| Work instruction 1 |
Duplicate the part of the Qatar article that opens with the words containing "Sultan Al Qassemi, the" and closes with "democratic at home.".
| Work instruction 2 |
Write the next part of the article on Qatar's rise, picking up right after its last sentence.

Can this tiny, rich emirate really solve the Middle East's thorniest political conflicts?
Sultan Al Qassemi, the Emirati commentator and prolific tweeter, jokes that he tries to post one article every day on the rise of Qatar, the tiny Gulf sheikhdom at the heart of the Arab Spring. There's a formula, he says. Nearly all articles express the same points: Qatar is rich, small, hosting the 2022 soccer World Cup, underwriting the pan-Arab satellite channel Al Jazeera, and cheering on protesters across the Arab world -- yet it's hardly democratic at home.
Often the headlines venture into rank hyperbole: The Economist called Qatar a "Pygmy with the punch of a giant," while the New York Review of Books hailed its "strange power." Various outlets have dubbed the country's ambitious emir, 60-year-old Sheikh Hamad bin Khalifa Al Thani, the "Arab Henry Kissinger." Last year, in an off-mic moment with political donors, U.S. President Barack Obama called him a "pretty influential guy."

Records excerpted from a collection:
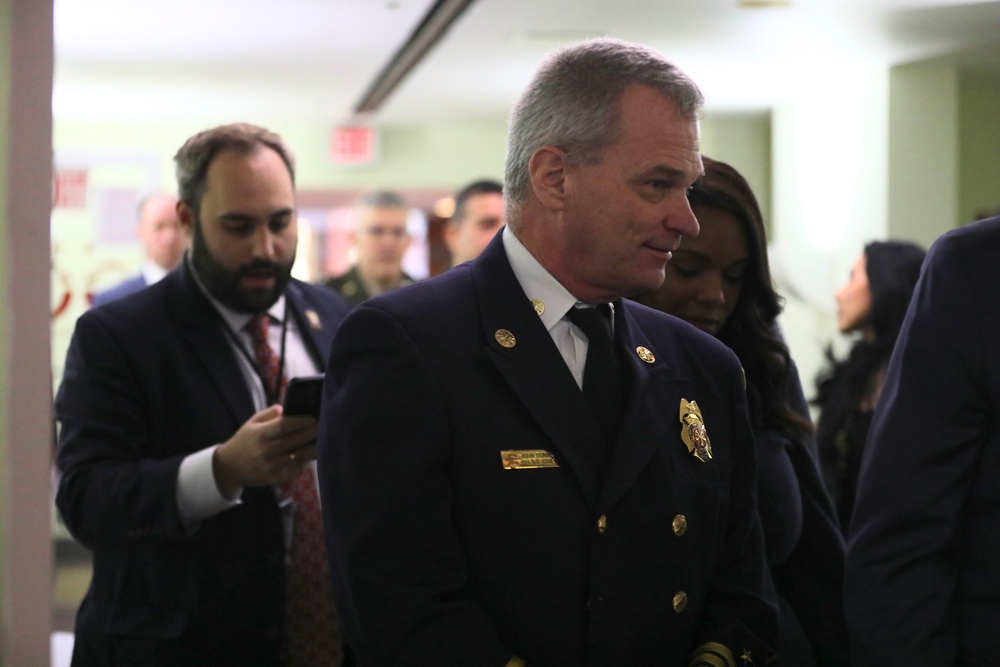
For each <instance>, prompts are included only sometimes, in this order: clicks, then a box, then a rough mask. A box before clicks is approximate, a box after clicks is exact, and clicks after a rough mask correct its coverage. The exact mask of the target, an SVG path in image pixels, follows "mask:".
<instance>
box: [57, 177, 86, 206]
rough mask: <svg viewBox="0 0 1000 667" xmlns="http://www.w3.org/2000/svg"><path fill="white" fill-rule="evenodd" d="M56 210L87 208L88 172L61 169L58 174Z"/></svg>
mask: <svg viewBox="0 0 1000 667" xmlns="http://www.w3.org/2000/svg"><path fill="white" fill-rule="evenodd" d="M54 200H55V201H53V206H54V208H86V206H87V170H86V169H60V170H58V171H57V172H56V191H55V196H54Z"/></svg>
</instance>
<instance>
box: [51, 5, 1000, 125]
mask: <svg viewBox="0 0 1000 667" xmlns="http://www.w3.org/2000/svg"><path fill="white" fill-rule="evenodd" d="M788 4H789V6H779V7H766V8H747V7H741V6H739V2H738V0H477V1H476V2H474V3H473V4H472V5H471V6H470V7H469V8H468V9H467V10H466V12H465V13H464V14H463V15H462V16H460V17H459V19H458V20H457V21H456V23H455V24H454V25H453V26H452V28H451V30H450V31H449V32H448V33H447V34H446V35H445V36H444V38H443V39H442V41H441V42H440V43H439V44H437V46H436V47H435V48H433V49H432V50H431V51H430V53H429V54H428V55H427V57H426V58H425V59H424V61H422V62H421V63H420V64H419V65H418V66H417V67H416V68H415V69H414V70H413V71H412V72H411V73H410V76H409V77H408V78H407V79H406V80H405V81H404V82H403V84H402V85H401V86H400V87H399V88H397V89H396V91H395V92H394V93H393V94H392V95H391V96H390V97H389V99H388V100H387V102H386V103H385V104H384V106H383V107H382V109H381V110H380V111H379V112H378V113H377V114H376V115H375V117H374V122H376V123H378V124H382V123H386V124H388V123H391V124H423V123H441V122H456V121H479V120H502V119H504V118H506V116H507V113H508V111H509V109H510V107H511V105H512V103H513V101H514V99H515V98H516V96H517V95H518V93H519V92H520V90H521V89H522V88H523V86H524V85H525V84H526V82H527V81H528V79H529V78H530V76H531V74H532V72H533V71H534V70H535V68H536V67H537V65H538V63H539V62H540V60H541V59H542V58H543V57H544V55H545V54H546V53H547V52H549V51H551V50H552V49H553V48H556V47H557V46H559V45H561V44H564V43H568V42H573V41H576V40H578V39H582V38H585V37H593V36H611V37H618V38H622V39H629V40H634V41H639V42H643V43H645V44H648V45H650V46H652V47H654V48H656V49H657V50H659V51H661V52H662V53H663V54H665V55H666V56H667V57H668V58H670V59H672V60H674V61H675V62H676V63H677V64H678V65H680V66H681V67H682V68H683V69H684V70H685V71H687V72H688V73H689V74H691V76H692V77H693V78H694V79H695V80H696V81H697V82H698V83H699V85H700V86H701V87H702V89H703V91H704V92H705V95H706V98H707V105H708V109H709V110H710V111H711V110H757V109H764V108H768V107H770V106H772V105H773V104H774V103H775V101H776V100H778V99H780V98H781V96H782V95H786V94H788V89H789V87H794V85H795V84H794V81H795V77H796V76H798V75H800V74H801V72H808V71H815V69H816V66H817V64H822V65H823V66H825V67H830V66H833V67H836V66H837V65H838V63H848V62H849V63H862V64H871V65H873V66H881V65H883V64H884V65H887V66H888V65H892V64H898V63H903V62H911V61H915V60H922V59H928V58H941V59H949V60H954V61H956V62H960V63H962V64H963V65H965V66H969V67H987V68H992V69H1000V2H998V1H993V2H974V1H969V0H967V1H965V2H957V1H955V0H791V2H790V3H788ZM433 5H434V1H433V0H162V1H161V2H157V3H154V2H145V1H143V2H139V1H137V0H56V2H55V31H56V32H55V36H56V81H55V91H54V99H53V105H54V106H53V108H54V113H55V115H56V118H57V119H64V118H65V119H71V118H128V117H138V118H199V119H205V118H213V119H214V118H218V119H221V120H222V121H228V120H235V119H237V118H238V119H244V120H251V121H258V120H260V121H264V120H271V119H275V118H281V119H285V118H288V119H304V120H324V121H328V122H333V123H338V122H343V121H346V120H348V119H350V118H351V116H352V109H353V107H354V105H355V104H356V103H357V102H358V100H359V99H360V98H361V96H362V95H363V93H364V92H365V91H366V90H367V88H368V86H369V85H370V84H371V82H372V80H373V79H374V78H375V77H376V75H377V74H378V73H379V71H380V70H381V69H382V67H383V66H384V65H385V64H386V63H387V62H388V61H389V59H390V58H391V56H392V55H393V53H394V52H395V51H396V50H397V49H398V48H399V47H400V45H402V44H403V43H404V42H405V41H406V39H407V38H408V37H409V35H410V34H411V32H412V31H413V29H414V27H415V26H416V25H417V24H418V23H419V22H420V19H421V18H422V17H423V16H424V14H425V13H426V12H427V11H428V9H430V7H431V6H433Z"/></svg>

| Task output 1 |
Sultan Al Qassemi, the Emirati commentator and prolific tweeter, jokes that he tries to post one article every day on the rise of Qatar, the tiny Gulf sheikhdom at the heart of the Arab Spring. There's a formula, he says. Nearly all articles express the same points: Qatar is rich, small, hosting the 2022 soccer World Cup, underwriting the pan-Arab satellite channel Al Jazeera, and cheering on protesters across the Arab world -- yet it's hardly democratic at home.

| Task output 2 |
There's no question the Qatari royals have parlayed their small country's extraordinary wealth into outsized if utterly unlikely clout, whizzing from one conflict zone to another and inviting dissidents and diplomats to the capital, Doha, to kibitz, negotiate, and plot against one another -- usually at the Sheraton, the pyramid-shaped, 1980s-era hotel overlooking the city's palm-lined corniche. (Think Star Wars bar scene for the Persian Gulf crowd, with French paratroopers strolling by as djellaba-clad Darfuri rebels and Western oil executives sip tea in the hotel's towering lobby.) Over the past decade, secured by one of the most massive U.S. air bases in the world, Qatar has inserted itself into conflicts in Afghanistan, Ethiopia, Iraq, Israel, Lebanon, Sudan, Syria, and Yemen, positioning the emirate as a disinterested mediator, trusted -- or at least tolerated -- by all parties.
It helps that there's little to worry about at home. Qatar is the richest country on the planet, with its 250,000 or so native citizens floating comfortably on a per capita income estimated at well over $400,000 a year. Another million and a half guest workers from all over the world toil at its mammoth construction projects and copious megamalls, while a smaller cadre of Arab and Western expats files the paperwork and keeps the trains running on time. Opinion polls find that Qataris evince little interest in political reform, and no wonder: Aside from having to live in dowdy Doha -- a dusty, sweltering inferno half the year -- they've got it pretty good.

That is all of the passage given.